== Exercise requirements ==
Pictures are to be left out, and only the lines from the one with "Expected: for every instance of the black fur" through the last line of the listing below are to be repeated exactly.

== Given information ==
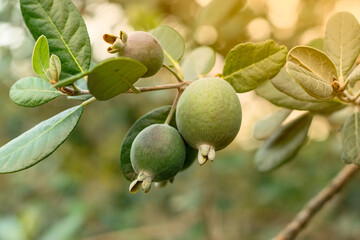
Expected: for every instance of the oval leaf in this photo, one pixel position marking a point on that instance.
(354, 76)
(62, 24)
(313, 70)
(171, 42)
(248, 64)
(72, 79)
(286, 84)
(39, 142)
(269, 92)
(156, 116)
(266, 127)
(114, 76)
(350, 136)
(342, 41)
(283, 145)
(32, 92)
(317, 43)
(41, 56)
(199, 62)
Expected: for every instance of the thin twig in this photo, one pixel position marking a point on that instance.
(173, 73)
(161, 87)
(314, 205)
(173, 107)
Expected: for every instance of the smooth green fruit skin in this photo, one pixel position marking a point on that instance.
(158, 151)
(145, 48)
(209, 112)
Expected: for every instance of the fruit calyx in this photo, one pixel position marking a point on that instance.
(143, 180)
(117, 43)
(206, 152)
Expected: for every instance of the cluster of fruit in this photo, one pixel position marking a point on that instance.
(208, 117)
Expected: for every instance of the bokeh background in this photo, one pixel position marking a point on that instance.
(79, 191)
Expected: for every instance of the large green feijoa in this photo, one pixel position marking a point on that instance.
(208, 116)
(157, 154)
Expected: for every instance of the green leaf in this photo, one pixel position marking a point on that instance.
(199, 62)
(114, 76)
(283, 145)
(62, 24)
(313, 70)
(269, 92)
(70, 80)
(248, 64)
(40, 57)
(286, 84)
(266, 127)
(342, 41)
(39, 142)
(354, 76)
(32, 92)
(317, 43)
(350, 136)
(80, 97)
(54, 71)
(171, 42)
(156, 116)
(217, 11)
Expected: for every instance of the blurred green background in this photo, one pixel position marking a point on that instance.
(79, 191)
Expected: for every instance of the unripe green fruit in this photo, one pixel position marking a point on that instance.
(157, 154)
(208, 116)
(145, 48)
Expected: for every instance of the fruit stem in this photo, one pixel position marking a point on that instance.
(173, 107)
(91, 100)
(77, 90)
(173, 73)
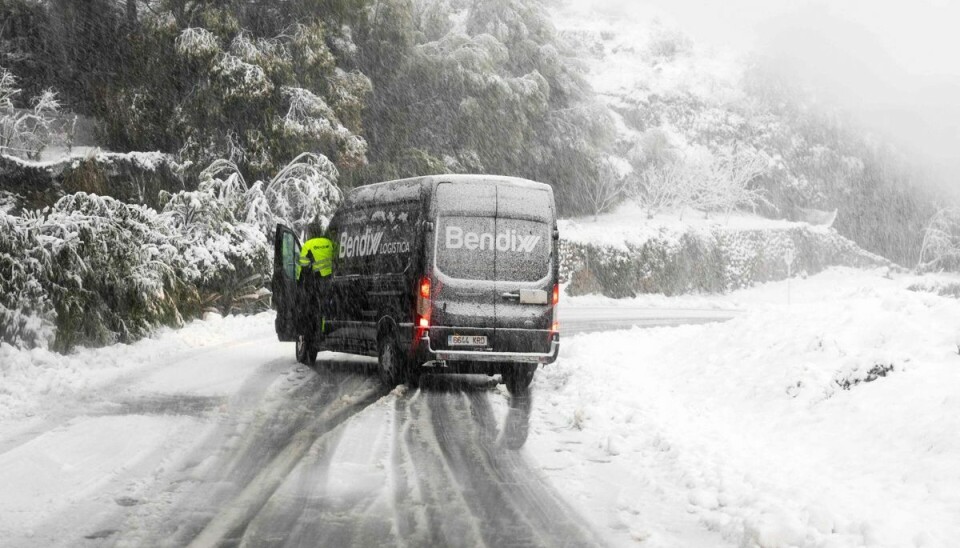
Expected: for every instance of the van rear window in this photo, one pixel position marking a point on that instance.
(523, 250)
(486, 248)
(459, 250)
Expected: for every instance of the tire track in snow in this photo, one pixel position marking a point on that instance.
(230, 523)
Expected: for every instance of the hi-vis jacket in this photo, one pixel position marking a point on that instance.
(319, 253)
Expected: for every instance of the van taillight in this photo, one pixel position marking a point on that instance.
(425, 288)
(423, 304)
(555, 300)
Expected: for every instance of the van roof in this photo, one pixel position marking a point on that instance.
(410, 189)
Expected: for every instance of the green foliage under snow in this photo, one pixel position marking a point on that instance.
(93, 270)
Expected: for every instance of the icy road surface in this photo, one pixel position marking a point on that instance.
(236, 444)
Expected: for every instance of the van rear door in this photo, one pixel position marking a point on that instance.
(524, 269)
(463, 294)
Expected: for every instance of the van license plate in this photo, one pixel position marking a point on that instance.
(467, 340)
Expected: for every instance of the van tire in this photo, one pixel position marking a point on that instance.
(390, 361)
(306, 351)
(517, 377)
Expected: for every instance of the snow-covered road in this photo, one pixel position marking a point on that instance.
(823, 414)
(234, 442)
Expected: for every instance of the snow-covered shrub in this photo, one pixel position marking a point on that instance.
(27, 316)
(223, 247)
(116, 270)
(303, 192)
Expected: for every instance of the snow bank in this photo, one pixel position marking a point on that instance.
(829, 421)
(623, 254)
(30, 379)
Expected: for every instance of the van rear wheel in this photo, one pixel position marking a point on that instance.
(390, 362)
(306, 350)
(517, 377)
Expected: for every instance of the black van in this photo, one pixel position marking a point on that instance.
(453, 272)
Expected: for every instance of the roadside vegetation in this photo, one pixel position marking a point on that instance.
(255, 112)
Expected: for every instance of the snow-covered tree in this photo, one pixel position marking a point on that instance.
(27, 132)
(609, 187)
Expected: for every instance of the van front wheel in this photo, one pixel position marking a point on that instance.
(517, 377)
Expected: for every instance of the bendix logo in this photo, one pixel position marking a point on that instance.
(360, 246)
(457, 238)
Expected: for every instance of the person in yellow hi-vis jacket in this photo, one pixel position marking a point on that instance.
(313, 270)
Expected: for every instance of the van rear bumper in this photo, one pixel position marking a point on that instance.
(432, 355)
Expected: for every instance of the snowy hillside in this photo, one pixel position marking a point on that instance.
(823, 415)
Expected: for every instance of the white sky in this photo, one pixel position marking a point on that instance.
(894, 63)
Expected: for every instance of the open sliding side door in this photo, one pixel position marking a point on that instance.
(286, 252)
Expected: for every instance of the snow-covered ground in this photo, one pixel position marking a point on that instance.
(824, 413)
(628, 223)
(776, 428)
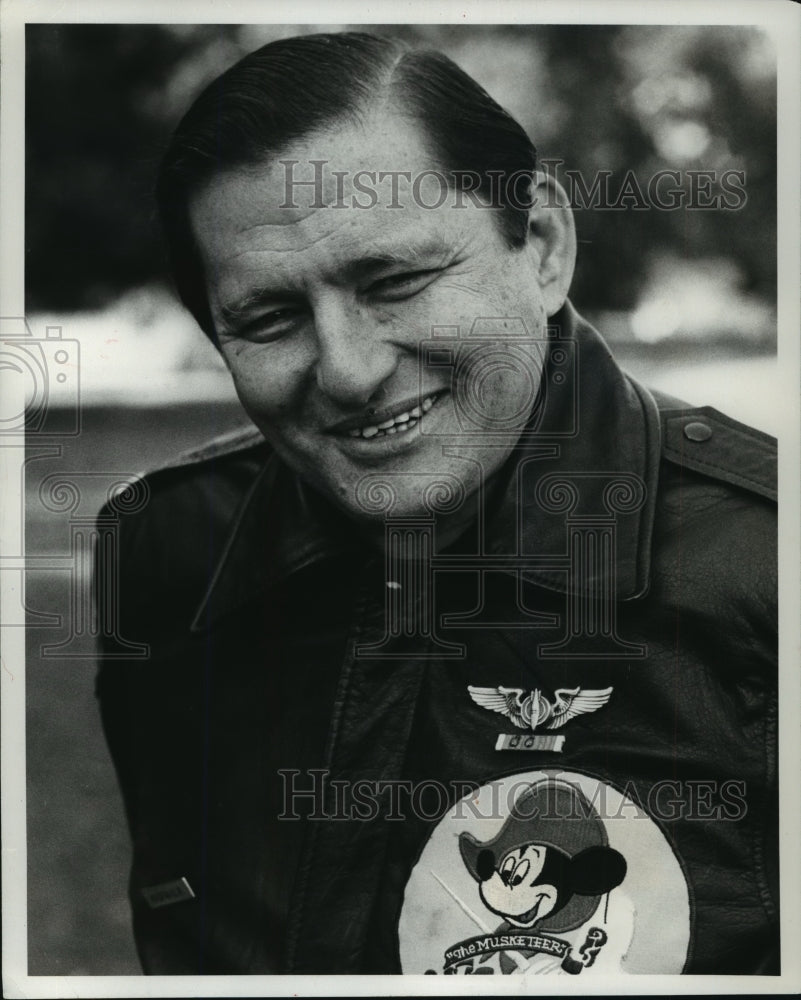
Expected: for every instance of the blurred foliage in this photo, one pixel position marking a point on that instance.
(102, 100)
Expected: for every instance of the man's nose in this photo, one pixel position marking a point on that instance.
(354, 353)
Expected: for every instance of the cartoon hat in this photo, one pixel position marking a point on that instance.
(555, 814)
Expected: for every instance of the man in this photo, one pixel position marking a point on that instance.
(464, 661)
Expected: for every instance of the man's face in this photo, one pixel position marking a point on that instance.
(322, 314)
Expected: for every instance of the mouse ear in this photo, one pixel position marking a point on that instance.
(596, 870)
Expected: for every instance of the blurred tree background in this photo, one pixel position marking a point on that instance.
(103, 98)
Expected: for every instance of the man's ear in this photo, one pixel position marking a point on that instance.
(552, 238)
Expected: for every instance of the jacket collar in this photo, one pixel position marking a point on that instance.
(594, 435)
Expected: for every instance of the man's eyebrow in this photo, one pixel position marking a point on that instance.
(375, 260)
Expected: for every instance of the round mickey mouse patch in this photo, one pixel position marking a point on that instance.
(545, 872)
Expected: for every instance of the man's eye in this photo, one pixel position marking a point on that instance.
(271, 325)
(398, 286)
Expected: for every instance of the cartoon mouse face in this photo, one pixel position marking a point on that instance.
(533, 880)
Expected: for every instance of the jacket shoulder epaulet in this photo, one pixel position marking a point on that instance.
(239, 440)
(705, 440)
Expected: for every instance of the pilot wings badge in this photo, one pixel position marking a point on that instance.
(533, 711)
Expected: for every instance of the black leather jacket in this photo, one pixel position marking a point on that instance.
(631, 547)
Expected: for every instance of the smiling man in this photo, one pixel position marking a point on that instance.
(461, 564)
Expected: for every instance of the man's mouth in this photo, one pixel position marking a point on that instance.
(399, 422)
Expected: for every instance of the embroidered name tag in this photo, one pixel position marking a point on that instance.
(508, 742)
(167, 893)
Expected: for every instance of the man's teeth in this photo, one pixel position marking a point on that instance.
(395, 425)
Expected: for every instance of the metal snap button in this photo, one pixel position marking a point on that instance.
(696, 431)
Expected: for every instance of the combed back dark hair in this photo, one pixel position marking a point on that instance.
(289, 88)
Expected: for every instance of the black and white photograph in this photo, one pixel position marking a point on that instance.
(400, 520)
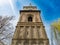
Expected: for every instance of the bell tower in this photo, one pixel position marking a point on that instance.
(30, 29)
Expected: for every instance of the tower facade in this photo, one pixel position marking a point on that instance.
(30, 29)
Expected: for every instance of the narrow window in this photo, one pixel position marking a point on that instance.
(29, 19)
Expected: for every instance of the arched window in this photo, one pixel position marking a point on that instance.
(29, 19)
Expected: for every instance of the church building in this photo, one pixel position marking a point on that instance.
(30, 29)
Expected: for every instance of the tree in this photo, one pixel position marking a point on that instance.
(56, 30)
(6, 28)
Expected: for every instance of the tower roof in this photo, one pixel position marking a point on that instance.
(30, 7)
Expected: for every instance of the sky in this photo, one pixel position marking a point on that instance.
(50, 10)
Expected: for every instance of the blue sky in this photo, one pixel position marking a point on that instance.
(50, 9)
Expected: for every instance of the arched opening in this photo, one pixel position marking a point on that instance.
(29, 19)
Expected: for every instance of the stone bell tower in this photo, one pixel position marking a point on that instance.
(30, 29)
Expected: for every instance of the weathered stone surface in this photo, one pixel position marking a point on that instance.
(30, 29)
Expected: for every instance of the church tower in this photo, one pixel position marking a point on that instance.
(30, 29)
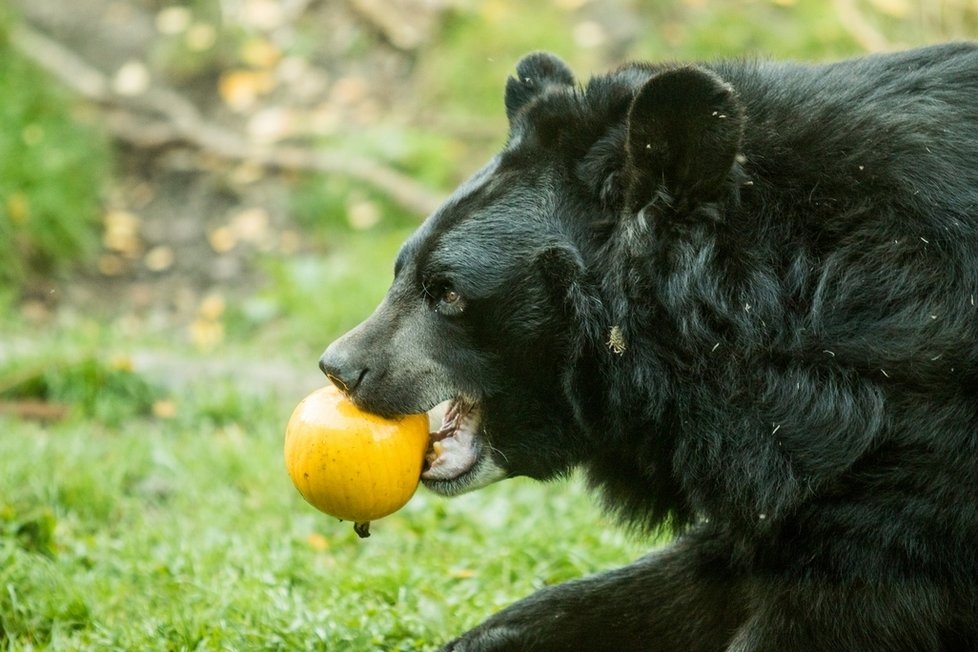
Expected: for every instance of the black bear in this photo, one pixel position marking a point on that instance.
(742, 297)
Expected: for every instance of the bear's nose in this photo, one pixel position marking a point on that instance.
(341, 369)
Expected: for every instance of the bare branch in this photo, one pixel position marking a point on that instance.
(160, 117)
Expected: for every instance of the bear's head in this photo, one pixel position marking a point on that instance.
(499, 304)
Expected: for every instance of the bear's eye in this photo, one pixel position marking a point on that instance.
(450, 302)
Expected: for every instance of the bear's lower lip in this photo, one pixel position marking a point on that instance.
(454, 449)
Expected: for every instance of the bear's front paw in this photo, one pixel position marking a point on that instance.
(489, 639)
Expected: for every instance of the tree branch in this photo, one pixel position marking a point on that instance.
(160, 117)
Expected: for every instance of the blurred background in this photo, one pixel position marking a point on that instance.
(195, 198)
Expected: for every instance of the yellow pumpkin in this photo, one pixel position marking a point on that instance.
(351, 464)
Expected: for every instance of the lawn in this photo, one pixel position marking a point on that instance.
(157, 514)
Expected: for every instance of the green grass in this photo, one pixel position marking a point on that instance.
(186, 534)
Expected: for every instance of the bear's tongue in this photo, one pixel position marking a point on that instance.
(453, 449)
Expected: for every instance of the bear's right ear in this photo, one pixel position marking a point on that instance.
(534, 73)
(684, 133)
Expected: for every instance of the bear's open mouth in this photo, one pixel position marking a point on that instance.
(454, 448)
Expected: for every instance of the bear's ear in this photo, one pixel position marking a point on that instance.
(534, 73)
(684, 132)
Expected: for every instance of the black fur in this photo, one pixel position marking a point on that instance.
(742, 296)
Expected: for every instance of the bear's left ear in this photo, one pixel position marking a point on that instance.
(684, 131)
(534, 73)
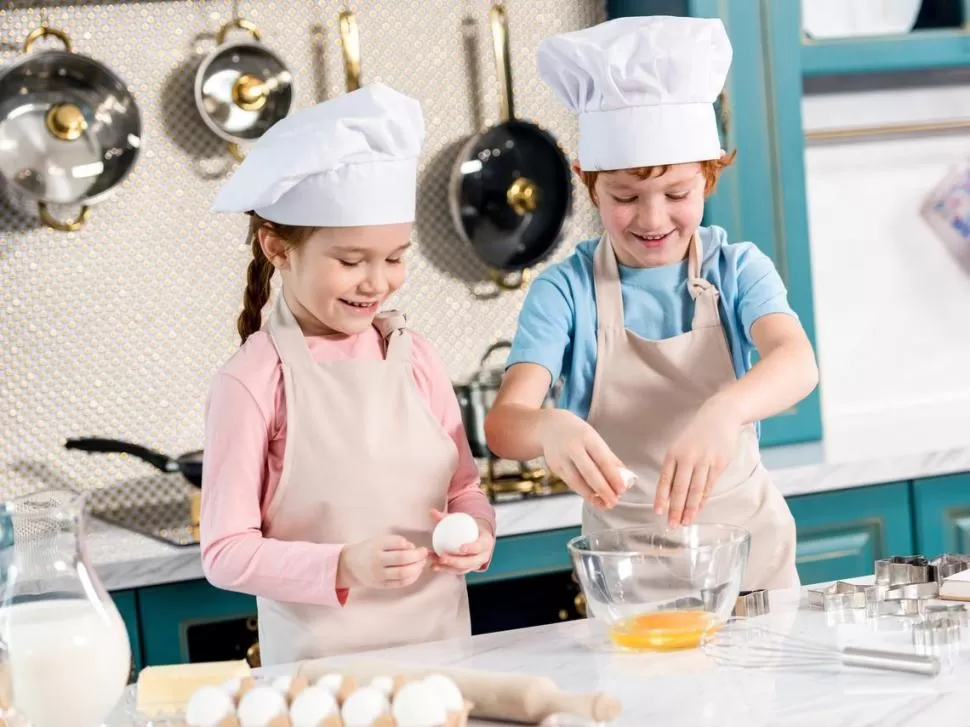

== Exercise solution ==
Expected: for every instance of the black fur in this photo, one pixel position marking a point on that instance.
(742, 296)
Expected: for every instance of the bear's left ear in this photo, one pixel position marking a point on that instance.
(684, 131)
(534, 73)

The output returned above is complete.